--- Material ---
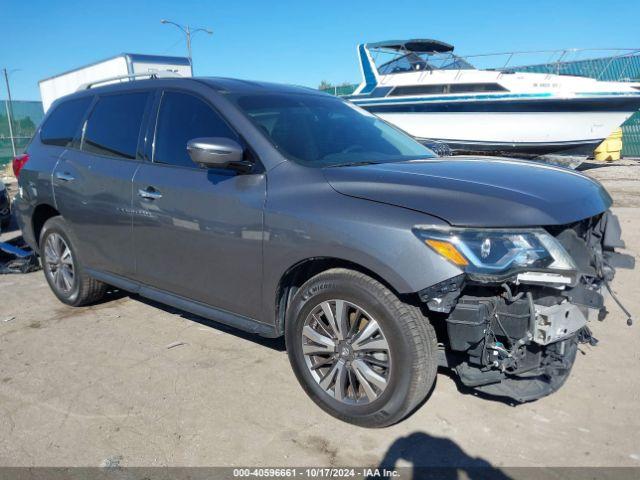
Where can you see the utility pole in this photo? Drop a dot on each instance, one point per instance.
(188, 31)
(9, 107)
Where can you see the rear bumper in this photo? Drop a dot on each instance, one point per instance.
(23, 212)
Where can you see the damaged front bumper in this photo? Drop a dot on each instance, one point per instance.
(516, 336)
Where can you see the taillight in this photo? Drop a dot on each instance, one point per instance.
(19, 162)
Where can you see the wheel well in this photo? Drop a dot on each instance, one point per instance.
(297, 275)
(41, 214)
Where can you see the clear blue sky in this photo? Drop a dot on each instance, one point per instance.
(300, 42)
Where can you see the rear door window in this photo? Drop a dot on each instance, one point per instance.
(114, 125)
(183, 117)
(63, 124)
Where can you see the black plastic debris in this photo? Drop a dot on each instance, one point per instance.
(16, 257)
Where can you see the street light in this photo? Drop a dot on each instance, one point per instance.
(9, 107)
(186, 29)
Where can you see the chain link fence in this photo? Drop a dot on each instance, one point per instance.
(25, 118)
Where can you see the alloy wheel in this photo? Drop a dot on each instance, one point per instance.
(59, 261)
(346, 352)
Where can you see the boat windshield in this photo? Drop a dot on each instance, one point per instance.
(324, 131)
(414, 61)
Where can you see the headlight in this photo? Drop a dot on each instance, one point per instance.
(497, 252)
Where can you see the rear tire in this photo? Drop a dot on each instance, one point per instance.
(399, 358)
(62, 267)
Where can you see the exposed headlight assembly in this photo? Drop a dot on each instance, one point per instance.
(497, 252)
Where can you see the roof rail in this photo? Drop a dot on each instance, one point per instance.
(133, 76)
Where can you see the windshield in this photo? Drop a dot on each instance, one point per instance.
(323, 131)
(412, 62)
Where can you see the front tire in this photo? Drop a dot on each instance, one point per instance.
(63, 269)
(360, 353)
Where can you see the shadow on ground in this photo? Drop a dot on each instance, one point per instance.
(436, 458)
(273, 343)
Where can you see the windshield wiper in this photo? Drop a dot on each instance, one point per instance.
(356, 164)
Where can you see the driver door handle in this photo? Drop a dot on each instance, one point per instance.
(149, 193)
(65, 176)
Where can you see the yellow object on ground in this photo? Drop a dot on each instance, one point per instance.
(611, 148)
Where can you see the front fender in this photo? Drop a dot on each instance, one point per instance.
(305, 218)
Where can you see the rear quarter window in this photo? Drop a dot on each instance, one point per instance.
(62, 126)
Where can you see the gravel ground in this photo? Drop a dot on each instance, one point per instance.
(132, 383)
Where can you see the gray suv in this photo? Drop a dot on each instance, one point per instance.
(283, 211)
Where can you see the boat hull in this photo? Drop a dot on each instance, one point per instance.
(558, 126)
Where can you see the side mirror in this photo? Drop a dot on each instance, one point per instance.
(214, 152)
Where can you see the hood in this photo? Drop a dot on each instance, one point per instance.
(477, 192)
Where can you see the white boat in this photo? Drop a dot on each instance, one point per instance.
(426, 90)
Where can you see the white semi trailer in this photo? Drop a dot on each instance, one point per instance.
(121, 65)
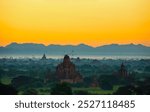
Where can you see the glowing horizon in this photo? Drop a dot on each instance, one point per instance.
(92, 22)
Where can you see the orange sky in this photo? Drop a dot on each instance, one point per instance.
(93, 22)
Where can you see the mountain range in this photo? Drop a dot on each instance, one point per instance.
(81, 49)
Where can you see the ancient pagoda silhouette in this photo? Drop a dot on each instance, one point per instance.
(66, 71)
(43, 57)
(123, 71)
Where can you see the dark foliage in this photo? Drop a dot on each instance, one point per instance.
(61, 89)
(7, 90)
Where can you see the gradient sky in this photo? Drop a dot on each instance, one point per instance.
(93, 22)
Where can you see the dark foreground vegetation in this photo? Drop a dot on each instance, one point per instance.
(37, 77)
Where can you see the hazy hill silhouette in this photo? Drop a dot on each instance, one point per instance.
(81, 49)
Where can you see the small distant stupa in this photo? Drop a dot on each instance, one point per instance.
(44, 57)
(66, 71)
(123, 71)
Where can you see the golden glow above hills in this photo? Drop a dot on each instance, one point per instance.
(93, 22)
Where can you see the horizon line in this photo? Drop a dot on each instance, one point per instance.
(75, 44)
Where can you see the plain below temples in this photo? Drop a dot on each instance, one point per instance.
(66, 71)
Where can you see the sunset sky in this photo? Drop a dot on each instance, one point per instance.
(93, 22)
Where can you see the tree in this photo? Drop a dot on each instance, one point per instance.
(61, 89)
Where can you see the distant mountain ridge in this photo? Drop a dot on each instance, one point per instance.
(81, 49)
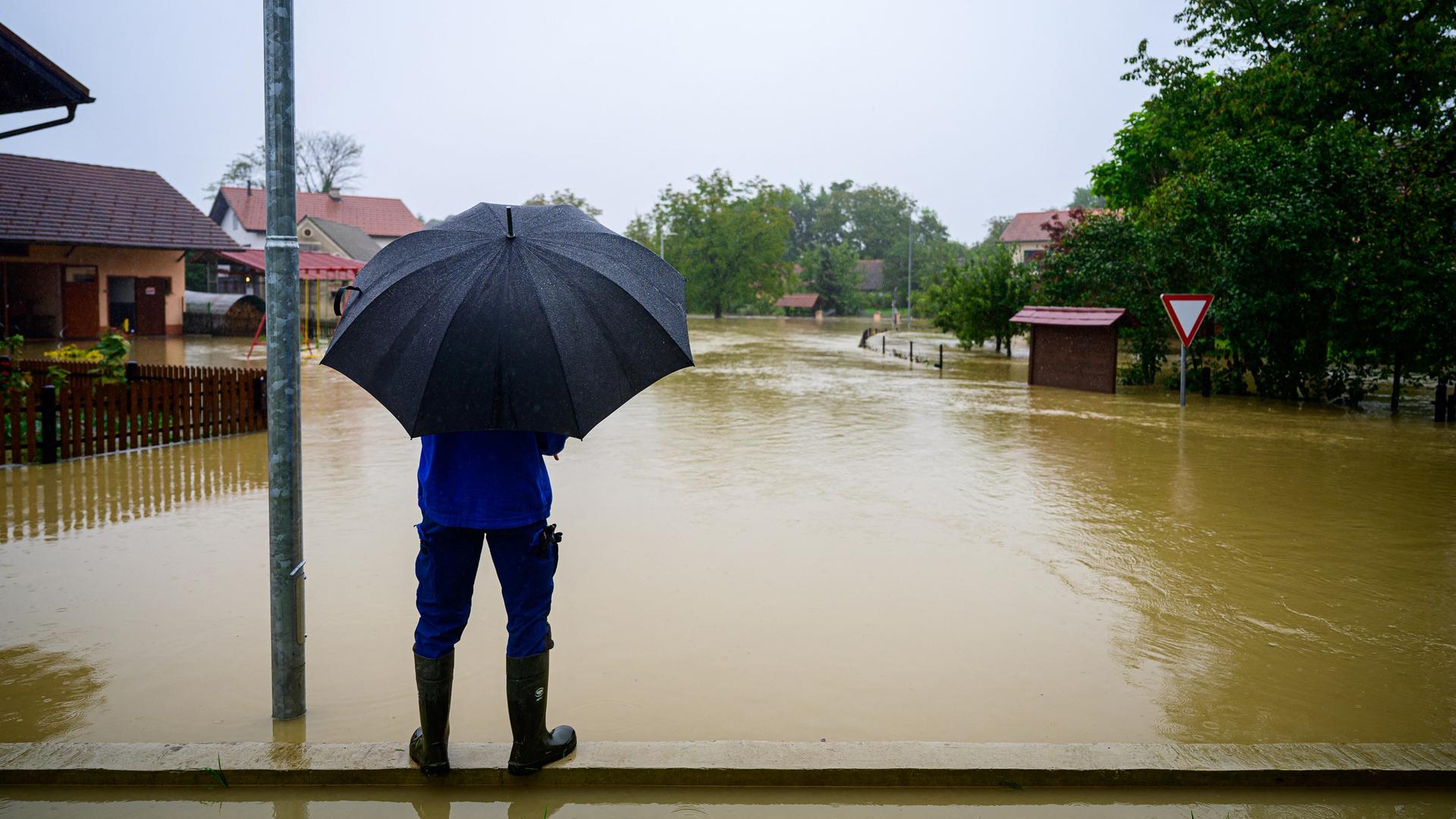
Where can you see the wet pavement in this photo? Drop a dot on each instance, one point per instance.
(756, 803)
(797, 539)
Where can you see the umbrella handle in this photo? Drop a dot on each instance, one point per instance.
(340, 295)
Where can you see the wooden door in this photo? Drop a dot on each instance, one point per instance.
(80, 314)
(152, 306)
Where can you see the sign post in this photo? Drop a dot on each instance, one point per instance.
(1187, 312)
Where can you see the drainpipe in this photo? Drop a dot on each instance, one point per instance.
(281, 275)
(71, 114)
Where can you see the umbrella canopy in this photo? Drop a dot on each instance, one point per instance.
(511, 318)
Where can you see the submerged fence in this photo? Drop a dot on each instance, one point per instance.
(158, 406)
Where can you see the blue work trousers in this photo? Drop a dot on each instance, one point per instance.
(449, 558)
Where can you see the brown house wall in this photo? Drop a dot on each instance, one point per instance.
(1074, 357)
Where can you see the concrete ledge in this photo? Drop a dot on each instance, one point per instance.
(747, 764)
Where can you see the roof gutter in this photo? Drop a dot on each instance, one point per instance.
(71, 114)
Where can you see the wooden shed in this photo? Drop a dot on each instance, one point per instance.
(1075, 347)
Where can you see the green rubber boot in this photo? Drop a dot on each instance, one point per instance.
(533, 746)
(428, 746)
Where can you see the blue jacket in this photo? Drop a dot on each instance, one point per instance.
(487, 480)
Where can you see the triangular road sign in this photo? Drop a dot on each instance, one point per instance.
(1187, 312)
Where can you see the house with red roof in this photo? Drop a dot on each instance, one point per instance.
(243, 215)
(91, 246)
(1028, 234)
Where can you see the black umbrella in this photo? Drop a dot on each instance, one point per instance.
(511, 318)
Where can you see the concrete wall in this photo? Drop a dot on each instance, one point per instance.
(115, 261)
(1074, 357)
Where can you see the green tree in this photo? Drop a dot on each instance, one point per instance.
(976, 300)
(830, 271)
(566, 197)
(728, 240)
(878, 219)
(1296, 162)
(322, 159)
(1104, 261)
(1085, 199)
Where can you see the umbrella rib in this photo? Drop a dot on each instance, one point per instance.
(571, 400)
(634, 299)
(482, 280)
(650, 283)
(356, 308)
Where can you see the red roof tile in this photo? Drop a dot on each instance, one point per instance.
(378, 216)
(71, 203)
(799, 300)
(1028, 226)
(310, 264)
(1076, 316)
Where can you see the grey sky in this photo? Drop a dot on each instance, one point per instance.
(973, 108)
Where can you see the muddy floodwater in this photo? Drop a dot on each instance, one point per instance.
(795, 539)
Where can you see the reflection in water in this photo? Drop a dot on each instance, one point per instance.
(44, 694)
(441, 802)
(86, 493)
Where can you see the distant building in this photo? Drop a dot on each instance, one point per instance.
(325, 237)
(89, 246)
(1028, 237)
(1074, 347)
(800, 303)
(243, 215)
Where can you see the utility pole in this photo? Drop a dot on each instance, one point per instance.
(909, 268)
(281, 261)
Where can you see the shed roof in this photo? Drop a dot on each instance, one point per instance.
(30, 82)
(310, 264)
(799, 300)
(1076, 316)
(354, 242)
(71, 203)
(378, 216)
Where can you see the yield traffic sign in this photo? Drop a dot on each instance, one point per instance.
(1187, 312)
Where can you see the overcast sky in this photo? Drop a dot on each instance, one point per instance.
(973, 108)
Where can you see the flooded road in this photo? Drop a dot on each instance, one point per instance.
(795, 539)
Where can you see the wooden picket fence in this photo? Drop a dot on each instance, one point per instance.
(158, 406)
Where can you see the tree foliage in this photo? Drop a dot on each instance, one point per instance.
(322, 161)
(328, 159)
(566, 197)
(977, 299)
(1296, 164)
(830, 271)
(728, 240)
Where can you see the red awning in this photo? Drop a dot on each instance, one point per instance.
(1076, 316)
(310, 264)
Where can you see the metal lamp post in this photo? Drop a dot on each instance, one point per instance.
(281, 261)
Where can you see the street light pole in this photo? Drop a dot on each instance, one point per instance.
(909, 268)
(281, 262)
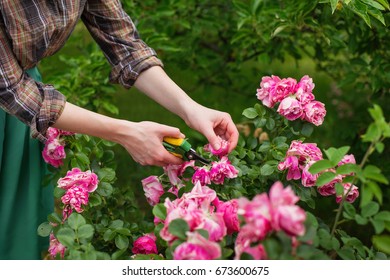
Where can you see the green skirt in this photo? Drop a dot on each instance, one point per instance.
(24, 202)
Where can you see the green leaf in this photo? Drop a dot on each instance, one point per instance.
(75, 220)
(379, 226)
(250, 113)
(349, 210)
(384, 3)
(347, 169)
(94, 199)
(370, 209)
(320, 166)
(382, 216)
(361, 10)
(339, 189)
(118, 254)
(374, 173)
(260, 109)
(325, 178)
(373, 4)
(44, 229)
(379, 147)
(109, 234)
(279, 29)
(372, 134)
(160, 211)
(179, 228)
(105, 189)
(83, 158)
(66, 236)
(336, 155)
(377, 14)
(361, 220)
(106, 175)
(382, 243)
(267, 170)
(58, 192)
(333, 4)
(375, 190)
(124, 231)
(307, 129)
(346, 253)
(85, 231)
(54, 218)
(121, 242)
(270, 124)
(116, 224)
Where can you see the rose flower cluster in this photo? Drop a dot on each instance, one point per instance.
(301, 156)
(54, 151)
(296, 99)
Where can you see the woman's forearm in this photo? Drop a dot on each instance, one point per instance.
(157, 85)
(79, 120)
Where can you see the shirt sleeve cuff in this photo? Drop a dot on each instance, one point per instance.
(128, 70)
(52, 106)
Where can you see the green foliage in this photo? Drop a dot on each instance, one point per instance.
(227, 46)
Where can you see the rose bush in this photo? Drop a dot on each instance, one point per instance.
(115, 225)
(258, 202)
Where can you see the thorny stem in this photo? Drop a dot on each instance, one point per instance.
(340, 209)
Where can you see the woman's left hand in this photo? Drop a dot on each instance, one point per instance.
(212, 123)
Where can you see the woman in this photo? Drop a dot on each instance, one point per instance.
(32, 30)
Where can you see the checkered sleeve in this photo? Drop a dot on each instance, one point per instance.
(34, 103)
(117, 36)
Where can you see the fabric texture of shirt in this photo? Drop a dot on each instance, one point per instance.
(31, 30)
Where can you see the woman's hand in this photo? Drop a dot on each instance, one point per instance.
(212, 123)
(143, 141)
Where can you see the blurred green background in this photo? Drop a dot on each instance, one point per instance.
(217, 51)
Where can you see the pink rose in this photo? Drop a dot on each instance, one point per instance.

--- Requirement ---
Copy, character for character, the lines from the line that holds "Where can you see the rose flower" through the final line of the records above.

--- Written solution ---
Where can you see the rose flower cluster in this photo? Drop a dot on each instance, one point per instance.
(301, 156)
(54, 151)
(296, 99)
Where can you see the woman's forearm in this photo? Drop a dot on each instance, one point per instance.
(157, 85)
(79, 120)
Where can you see the shirt sleeve cuff in this photo? Drop a dot on each instance, one point per instance.
(128, 70)
(52, 106)
Where can you see the green foliage in this photo? Drop a dot on each instance, one point per instance.
(227, 46)
Where can you see the rose bush in this photo? Drop a dot on each instance, one point per instance.
(115, 225)
(258, 202)
Where can you see the thorny stem in this photo? Drop a dot on each instance, one point per instance.
(340, 209)
Where can you see the woman's left hand in this photo? Drop a dot on each instance, one point per instance.
(212, 123)
Where can you see the woman in this photo? Drop a dot on each instance, one point per instance.
(32, 30)
Where can you see the checkered sleeve in this photo? Drop a dot on each instance, one point per instance.
(34, 103)
(117, 36)
Where can you see the fabric texture of shirt in this photo? Drop a dot on each instance, one point per instance.
(31, 30)
Where can you see the woman's hand in this photo? Drop a dot on each instance, one point per instance.
(212, 123)
(143, 141)
Where can you see the blurred green background in this photo? Drop a dot on each instance, one point per instance.
(217, 51)
Where can you see the pink rose in this photo? Drop a dot on each instance, one point per instance.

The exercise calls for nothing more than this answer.